═════ Input rows ═════
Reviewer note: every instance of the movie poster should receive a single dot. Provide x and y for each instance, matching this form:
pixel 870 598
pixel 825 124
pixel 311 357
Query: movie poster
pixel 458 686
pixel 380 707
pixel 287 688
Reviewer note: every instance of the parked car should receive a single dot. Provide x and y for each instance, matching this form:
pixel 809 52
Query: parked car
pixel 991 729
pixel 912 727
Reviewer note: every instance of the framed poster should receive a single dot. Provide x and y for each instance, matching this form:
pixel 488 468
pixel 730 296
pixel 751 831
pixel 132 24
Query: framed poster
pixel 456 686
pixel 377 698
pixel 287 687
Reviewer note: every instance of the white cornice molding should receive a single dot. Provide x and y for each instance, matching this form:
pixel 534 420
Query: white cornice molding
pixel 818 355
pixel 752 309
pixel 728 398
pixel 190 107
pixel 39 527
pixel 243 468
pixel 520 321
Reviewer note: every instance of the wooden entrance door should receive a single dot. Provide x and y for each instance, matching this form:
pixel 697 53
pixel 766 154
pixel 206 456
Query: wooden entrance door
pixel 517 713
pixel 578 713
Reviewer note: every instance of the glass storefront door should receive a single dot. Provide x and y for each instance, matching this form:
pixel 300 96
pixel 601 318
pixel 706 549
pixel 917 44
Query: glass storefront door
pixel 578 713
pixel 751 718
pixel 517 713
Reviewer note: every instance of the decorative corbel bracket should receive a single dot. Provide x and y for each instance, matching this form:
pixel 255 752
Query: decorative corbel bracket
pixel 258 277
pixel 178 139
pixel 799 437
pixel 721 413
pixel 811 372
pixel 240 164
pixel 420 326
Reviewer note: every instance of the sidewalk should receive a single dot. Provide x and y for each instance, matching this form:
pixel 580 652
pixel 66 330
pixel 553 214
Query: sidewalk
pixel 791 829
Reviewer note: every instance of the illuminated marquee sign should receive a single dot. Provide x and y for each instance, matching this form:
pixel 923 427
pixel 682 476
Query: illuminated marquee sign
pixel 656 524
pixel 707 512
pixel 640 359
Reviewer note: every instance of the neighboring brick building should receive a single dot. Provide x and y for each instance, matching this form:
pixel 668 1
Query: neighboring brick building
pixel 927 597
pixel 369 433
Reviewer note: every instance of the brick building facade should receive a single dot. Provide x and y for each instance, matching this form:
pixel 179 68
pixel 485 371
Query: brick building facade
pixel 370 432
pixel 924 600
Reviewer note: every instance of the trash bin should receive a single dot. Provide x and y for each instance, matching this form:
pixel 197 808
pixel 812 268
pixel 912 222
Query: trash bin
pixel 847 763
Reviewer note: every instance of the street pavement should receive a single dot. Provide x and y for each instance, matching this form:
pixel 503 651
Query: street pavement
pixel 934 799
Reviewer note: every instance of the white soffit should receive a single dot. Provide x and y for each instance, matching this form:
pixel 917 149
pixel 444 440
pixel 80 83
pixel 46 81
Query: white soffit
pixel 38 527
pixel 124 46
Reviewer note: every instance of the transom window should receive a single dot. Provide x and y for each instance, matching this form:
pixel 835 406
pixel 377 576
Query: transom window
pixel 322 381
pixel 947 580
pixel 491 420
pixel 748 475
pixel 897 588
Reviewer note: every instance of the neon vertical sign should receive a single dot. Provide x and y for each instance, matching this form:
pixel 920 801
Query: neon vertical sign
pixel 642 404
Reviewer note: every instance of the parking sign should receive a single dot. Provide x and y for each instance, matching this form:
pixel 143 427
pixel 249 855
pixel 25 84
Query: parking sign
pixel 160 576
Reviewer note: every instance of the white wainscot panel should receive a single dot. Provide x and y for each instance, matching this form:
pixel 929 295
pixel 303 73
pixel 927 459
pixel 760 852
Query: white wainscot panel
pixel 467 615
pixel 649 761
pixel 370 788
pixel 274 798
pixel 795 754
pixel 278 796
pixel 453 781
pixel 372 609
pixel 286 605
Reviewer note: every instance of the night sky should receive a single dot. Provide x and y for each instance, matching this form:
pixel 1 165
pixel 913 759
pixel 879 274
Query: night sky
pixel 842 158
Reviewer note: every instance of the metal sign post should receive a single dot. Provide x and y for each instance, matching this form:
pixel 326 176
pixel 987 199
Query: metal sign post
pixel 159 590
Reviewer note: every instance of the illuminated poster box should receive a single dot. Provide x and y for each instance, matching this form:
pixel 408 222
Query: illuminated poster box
═════
Reproduce, unchanged, the stretch of the records that opens with the line containing "Reviewer note: every instance of the white wainscot" and closes with the line containing "pixel 842 158", both of those lines included.

• _Task response_:
Reviewer note: every instance of the white wainscot panel should receive a single dot. Provide x and y for each instance, matching this form:
pixel 929 295
pixel 303 73
pixel 927 459
pixel 760 852
Query: white wainscot panel
pixel 467 615
pixel 649 761
pixel 370 788
pixel 274 798
pixel 795 754
pixel 278 796
pixel 453 781
pixel 372 609
pixel 286 605
Reviewer note: every instance of the night sky should receive a single dot. Provide x and y for each instance, matching this form:
pixel 1 165
pixel 913 759
pixel 879 274
Query: night sky
pixel 842 158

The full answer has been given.